Given passage
Wednesday, December 15, 2010

Open letter to AP staffers

Open letter to the AP staffers who are withholding their bylines to protest the latest contract offer to the Newspaper Guild, the union representing them:

Dear AP staffers:

You don’t get it. You really, really don’t.

You do great work. Your journalism is top-notch. You come out of one of the proudest traditions in journalism. But your union’s stand on current contract negotiations with the Associated Press is wrong-headed and more likely to result in a quicker demise of the AP than might otherwise occur.

Linda Deutsch, the AP’s most notable courts and crime writer, is a Facebook friend of my wife. I sent her this note via Facebook today:
Linda: I appreciate the frustration felt by AP staffers and their reaction to the latest contract proposal. It might be helpful for you to see it from the perspective of a member publisher.

I just sent the AP my two-year cancellation notice, the second I've sent in the past four years (the first resulted in a new, more acceptable contract). In the past three years, the Post Register has had to reduce its newsroom by 25 percent, cut pay, institute furloughs and increase the cost of benefits shared by employees.

Material shown
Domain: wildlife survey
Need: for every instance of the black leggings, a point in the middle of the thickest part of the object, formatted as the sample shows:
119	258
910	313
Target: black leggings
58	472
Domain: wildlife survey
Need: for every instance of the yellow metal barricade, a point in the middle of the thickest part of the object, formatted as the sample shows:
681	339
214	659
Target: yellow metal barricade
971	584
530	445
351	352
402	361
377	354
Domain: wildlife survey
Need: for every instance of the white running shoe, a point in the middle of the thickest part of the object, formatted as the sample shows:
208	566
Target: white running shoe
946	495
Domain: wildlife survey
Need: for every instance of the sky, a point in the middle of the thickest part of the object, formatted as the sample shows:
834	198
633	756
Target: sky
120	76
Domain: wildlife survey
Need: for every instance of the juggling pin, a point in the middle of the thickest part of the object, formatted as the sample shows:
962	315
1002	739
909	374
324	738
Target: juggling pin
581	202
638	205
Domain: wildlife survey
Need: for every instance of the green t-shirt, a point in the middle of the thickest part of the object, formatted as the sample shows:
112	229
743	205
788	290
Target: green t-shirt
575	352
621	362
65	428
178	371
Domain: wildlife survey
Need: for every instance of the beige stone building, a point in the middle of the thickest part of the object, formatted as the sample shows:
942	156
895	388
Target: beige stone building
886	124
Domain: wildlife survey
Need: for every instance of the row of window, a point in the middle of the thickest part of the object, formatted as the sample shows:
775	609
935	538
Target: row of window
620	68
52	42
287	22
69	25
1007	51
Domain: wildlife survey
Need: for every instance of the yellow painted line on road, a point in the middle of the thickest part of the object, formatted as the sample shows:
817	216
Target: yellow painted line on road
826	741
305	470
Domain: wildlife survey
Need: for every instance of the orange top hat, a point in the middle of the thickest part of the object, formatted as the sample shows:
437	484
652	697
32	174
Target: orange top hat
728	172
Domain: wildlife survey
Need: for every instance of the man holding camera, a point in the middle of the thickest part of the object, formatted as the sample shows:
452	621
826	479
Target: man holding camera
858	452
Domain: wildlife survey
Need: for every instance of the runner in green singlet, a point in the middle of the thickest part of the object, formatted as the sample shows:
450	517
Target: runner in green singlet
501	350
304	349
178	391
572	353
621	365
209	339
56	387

Exercise set
1. Reproduce the open letter to AP staffers in full, word for word.
2. Count the lines of the records that contain the string "shoe" and give only that number.

Task-by-task answers
1.
Wednesday, December 15, 2010

Open letter to AP staffers

Open letter to the AP staffers who are withholding their bylines to protest the latest contract offer to the Newspaper Guild, the union representing them:

Dear AP staffers:

You don’t get it. You really, really don’t.

You do great work. Your journalism is top-notch. You come out of one of the proudest traditions in journalism. But your union’s stand on current contract negotiations with the Associated Press is wrong-headed and more likely to result in a quicker demise of the AP than might otherwise occur.

Linda Deutsch, the AP’s most notable courts and crime writer, is a Facebook friend of my wife. I sent her this note via Facebook today:
Linda: I appreciate the frustration felt by AP staffers and their reaction to the latest contract proposal. It might be helpful for you to see it from the perspective of a member publisher.

I just sent the AP my two-year cancellation notice, the second I've sent in the past four years (the first resulted in a new, more acceptable contract). In the past three years, the Post Register has had to reduce its newsroom by 25 percent, cut pay, institute furloughs and increase the cost of benefits shared by employees.

2. 2